(BRIEF):
Reproduce the records word for word, starting at the line that contains "Place one point per instance of the group" and running through the end of the records. Leave the pictures out of your answer.

--- begin ---

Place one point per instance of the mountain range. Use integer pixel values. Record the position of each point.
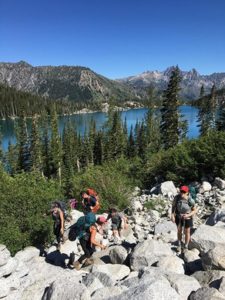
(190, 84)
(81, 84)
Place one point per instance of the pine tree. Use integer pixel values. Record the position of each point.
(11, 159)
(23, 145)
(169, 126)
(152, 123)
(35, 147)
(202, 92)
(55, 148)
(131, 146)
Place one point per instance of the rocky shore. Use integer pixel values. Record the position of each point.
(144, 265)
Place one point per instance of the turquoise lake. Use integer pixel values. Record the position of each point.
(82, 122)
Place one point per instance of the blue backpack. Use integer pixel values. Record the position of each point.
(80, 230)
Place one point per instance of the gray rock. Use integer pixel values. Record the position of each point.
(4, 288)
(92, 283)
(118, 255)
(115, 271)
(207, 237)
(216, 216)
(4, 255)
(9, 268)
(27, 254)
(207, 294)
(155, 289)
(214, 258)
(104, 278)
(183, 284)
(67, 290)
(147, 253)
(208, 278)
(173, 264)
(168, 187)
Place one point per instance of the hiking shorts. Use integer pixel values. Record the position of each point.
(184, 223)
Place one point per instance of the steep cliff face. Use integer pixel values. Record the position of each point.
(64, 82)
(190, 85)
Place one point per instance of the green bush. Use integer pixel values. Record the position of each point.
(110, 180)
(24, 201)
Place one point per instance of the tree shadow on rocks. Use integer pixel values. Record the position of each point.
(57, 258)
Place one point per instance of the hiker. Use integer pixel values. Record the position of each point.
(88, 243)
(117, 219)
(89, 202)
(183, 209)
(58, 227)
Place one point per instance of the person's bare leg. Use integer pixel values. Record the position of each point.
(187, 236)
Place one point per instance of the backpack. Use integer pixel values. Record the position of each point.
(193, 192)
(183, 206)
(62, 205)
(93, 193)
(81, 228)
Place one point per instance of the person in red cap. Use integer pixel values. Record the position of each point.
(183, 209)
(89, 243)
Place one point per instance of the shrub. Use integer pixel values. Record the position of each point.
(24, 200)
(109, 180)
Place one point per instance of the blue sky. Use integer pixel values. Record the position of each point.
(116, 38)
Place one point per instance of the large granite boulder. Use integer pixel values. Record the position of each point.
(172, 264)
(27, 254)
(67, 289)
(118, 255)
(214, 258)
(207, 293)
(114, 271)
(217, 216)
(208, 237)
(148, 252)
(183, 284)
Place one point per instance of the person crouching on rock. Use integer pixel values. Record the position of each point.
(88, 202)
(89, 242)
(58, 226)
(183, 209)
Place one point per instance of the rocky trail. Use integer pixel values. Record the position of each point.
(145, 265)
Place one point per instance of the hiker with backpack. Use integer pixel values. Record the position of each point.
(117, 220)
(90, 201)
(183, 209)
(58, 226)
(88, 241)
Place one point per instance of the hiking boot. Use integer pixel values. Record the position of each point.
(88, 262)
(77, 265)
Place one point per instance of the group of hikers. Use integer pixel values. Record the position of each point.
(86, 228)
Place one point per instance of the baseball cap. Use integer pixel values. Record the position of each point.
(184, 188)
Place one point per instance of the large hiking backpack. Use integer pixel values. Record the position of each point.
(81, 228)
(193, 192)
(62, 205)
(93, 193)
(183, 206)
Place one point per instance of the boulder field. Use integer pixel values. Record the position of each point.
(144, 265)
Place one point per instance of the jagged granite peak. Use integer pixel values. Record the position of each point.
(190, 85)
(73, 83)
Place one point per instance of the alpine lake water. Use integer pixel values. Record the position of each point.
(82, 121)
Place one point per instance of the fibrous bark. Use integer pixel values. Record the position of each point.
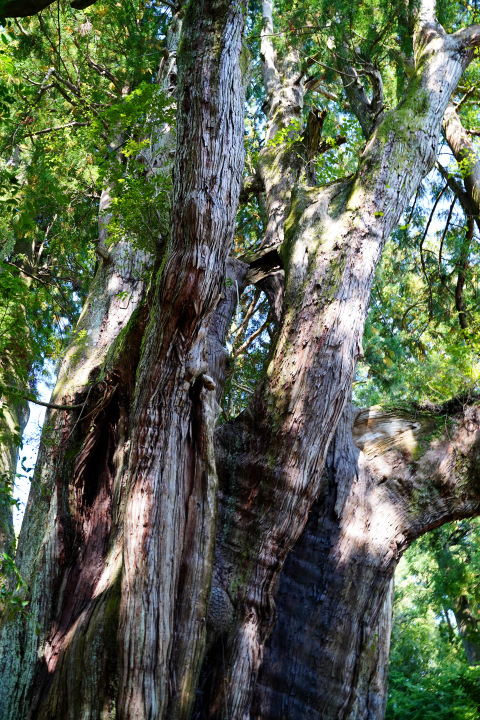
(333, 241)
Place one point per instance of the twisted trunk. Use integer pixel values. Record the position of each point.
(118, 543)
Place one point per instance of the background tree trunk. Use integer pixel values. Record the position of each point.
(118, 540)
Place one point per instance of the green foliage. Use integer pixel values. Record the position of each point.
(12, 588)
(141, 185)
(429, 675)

--- end ---

(IN RESPONSE):
Place one point per instance of the group of hikers. Use integer pixel values. Record the position of each point.
(86, 228)
Place one point per instance of the baseball cap. Use integer pixel values. Record the position of each point.
(184, 188)
Place one point per instance of the large hiking backpack. Use integer pixel values. Record the position of each point.
(81, 228)
(193, 192)
(62, 205)
(93, 193)
(183, 206)
Place one point per instance of the boulder field. Use integer pixel values. Record the position of each point.
(144, 265)
Place one point per instance of the jagged granite peak. Use integer pixel values. Record the position of each point.
(190, 85)
(73, 83)
Place one point per instance of the alpine lake water. Use integer pixel values. Record the position of each point.
(82, 121)
Place one point per instance of the fibrous bark. Use integer pixel values. Record the position of each point.
(333, 241)
Place one point per instance of the twisted trunk. Use integer pixel values. Record the position of each point.
(118, 543)
Place one point per instance of the background tree trunk. Use integer pixel values. Record the position of each point.
(118, 540)
Place one point per instance of the green foliage. Use integer pixel values. Record the position of each point.
(12, 588)
(141, 185)
(429, 675)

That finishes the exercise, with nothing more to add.